== Material for this task ==

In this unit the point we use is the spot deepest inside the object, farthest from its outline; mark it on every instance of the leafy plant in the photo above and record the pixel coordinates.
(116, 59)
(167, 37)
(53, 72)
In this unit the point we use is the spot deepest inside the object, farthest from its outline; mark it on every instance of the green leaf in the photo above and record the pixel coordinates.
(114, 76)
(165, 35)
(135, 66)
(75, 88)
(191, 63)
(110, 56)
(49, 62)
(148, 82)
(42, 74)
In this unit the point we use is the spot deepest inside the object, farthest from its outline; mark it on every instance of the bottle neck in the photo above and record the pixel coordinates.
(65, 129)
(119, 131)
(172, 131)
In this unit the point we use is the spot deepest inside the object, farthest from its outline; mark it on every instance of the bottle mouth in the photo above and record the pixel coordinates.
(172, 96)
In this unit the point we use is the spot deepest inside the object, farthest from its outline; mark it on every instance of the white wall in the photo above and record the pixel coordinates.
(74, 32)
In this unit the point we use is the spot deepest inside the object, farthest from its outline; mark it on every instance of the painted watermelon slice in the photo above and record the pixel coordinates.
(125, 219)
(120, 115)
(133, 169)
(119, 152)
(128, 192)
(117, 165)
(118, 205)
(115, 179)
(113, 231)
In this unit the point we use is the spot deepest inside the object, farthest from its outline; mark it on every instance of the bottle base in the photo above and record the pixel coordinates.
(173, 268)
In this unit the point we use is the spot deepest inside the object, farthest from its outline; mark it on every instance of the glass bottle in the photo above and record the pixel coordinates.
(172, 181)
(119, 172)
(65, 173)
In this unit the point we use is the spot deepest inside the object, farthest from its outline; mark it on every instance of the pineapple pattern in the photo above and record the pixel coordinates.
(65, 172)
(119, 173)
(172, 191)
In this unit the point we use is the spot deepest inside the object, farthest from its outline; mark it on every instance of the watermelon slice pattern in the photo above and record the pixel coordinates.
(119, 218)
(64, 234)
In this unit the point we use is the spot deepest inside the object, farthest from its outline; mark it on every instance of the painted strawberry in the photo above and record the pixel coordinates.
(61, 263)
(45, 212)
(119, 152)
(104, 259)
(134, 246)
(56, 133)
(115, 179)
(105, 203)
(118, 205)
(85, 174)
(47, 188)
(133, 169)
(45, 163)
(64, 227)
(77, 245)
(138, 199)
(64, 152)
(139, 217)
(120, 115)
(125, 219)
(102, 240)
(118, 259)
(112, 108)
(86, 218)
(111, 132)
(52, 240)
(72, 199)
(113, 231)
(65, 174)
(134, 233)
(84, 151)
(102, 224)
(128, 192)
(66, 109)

===

Work to be completed |
Can you repeat, word for word, the entries starting at the line that contains "of the white" and continuing through the last of the entries?

Solution to the exercise |
In this unit the point we use is the spot deepest inside the object, farthest from its outline; mark it on every instance of the white wall in the photo above and record the pixel coordinates.
(74, 32)
In this unit the point we use is the spot deepest inside the object, farthest from its outline; mark it on every instance of the painted watermelon slice in the photo above and record the pixel coordinates.
(125, 219)
(120, 115)
(133, 169)
(119, 152)
(128, 192)
(117, 165)
(118, 205)
(115, 179)
(113, 231)
In this unit the point we use is the spot deepest inside the object, farthest from its outline; mark it on every instance of the bottle base in the photo above and record the pixel coordinates.
(173, 268)
In this unit the point we use is the spot deepest inside the object, farthest from its outline; mark it on every instance of the glass bottle in the photo above and record the pixel coordinates.
(172, 181)
(119, 172)
(65, 173)
In this unit the point we use is the spot deepest inside the object, farthest from its outline; mark it on every instance of the pineapple pattern in the photo above and record the pixel coordinates.
(65, 172)
(119, 173)
(172, 191)
In this unit the point we use is the spot deepest inside the object, farthest from its outline; mark it on every instance of the watermelon slice pattern in the photo above and record the pixel coordinates.
(119, 218)
(64, 234)
In this unit the point we use is the spot deepest inside the object, farthest from its outline; mark it on every instance of the painted strawberry in the photo above and record the pixel coordinates.
(61, 263)
(45, 212)
(119, 152)
(104, 259)
(134, 246)
(56, 133)
(115, 179)
(105, 203)
(118, 205)
(85, 174)
(47, 188)
(133, 169)
(45, 163)
(64, 227)
(77, 245)
(138, 199)
(64, 152)
(139, 217)
(120, 115)
(125, 219)
(102, 240)
(118, 259)
(112, 108)
(86, 218)
(111, 132)
(52, 240)
(72, 199)
(113, 231)
(65, 174)
(134, 233)
(84, 151)
(102, 224)
(128, 192)
(66, 109)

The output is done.